*BRIEF:* Which lines below hold the word "wall"? Report each one.

[Dataset excerpts]
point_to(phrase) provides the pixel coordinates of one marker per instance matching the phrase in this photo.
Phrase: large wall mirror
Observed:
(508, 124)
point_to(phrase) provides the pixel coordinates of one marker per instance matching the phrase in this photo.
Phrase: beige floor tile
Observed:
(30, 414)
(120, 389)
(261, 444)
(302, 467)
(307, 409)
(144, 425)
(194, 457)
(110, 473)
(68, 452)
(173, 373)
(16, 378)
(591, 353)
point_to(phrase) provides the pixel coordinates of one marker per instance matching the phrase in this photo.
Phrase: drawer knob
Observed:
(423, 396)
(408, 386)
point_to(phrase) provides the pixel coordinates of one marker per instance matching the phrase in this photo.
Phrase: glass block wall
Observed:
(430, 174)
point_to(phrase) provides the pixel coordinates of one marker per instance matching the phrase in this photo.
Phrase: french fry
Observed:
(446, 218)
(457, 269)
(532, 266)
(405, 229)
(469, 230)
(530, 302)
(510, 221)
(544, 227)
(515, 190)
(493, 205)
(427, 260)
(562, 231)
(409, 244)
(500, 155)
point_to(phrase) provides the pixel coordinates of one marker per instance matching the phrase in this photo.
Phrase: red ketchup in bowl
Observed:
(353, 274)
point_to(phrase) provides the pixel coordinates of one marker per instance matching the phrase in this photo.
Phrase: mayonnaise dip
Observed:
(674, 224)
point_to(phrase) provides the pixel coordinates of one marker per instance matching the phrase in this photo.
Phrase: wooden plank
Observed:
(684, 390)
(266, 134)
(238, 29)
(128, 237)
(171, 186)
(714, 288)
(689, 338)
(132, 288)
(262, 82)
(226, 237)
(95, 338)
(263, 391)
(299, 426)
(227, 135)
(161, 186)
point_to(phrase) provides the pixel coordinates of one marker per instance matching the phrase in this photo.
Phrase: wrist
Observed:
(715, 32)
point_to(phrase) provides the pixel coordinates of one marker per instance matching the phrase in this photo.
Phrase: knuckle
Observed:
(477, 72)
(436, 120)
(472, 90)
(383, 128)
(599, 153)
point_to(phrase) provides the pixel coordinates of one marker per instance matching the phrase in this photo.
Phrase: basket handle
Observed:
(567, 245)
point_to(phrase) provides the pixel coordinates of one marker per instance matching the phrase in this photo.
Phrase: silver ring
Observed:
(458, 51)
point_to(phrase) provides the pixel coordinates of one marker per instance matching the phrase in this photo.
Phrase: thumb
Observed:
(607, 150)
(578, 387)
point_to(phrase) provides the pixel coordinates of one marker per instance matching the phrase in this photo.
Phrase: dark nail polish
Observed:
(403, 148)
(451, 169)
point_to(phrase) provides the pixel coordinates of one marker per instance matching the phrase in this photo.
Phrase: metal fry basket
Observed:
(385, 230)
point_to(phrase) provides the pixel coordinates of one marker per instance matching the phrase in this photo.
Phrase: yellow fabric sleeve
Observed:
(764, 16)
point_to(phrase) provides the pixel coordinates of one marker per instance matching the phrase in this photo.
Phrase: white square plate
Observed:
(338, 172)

*OUTPUT OF THE TASK:*
Phrase: large wall mirror
Phrase: glass block wall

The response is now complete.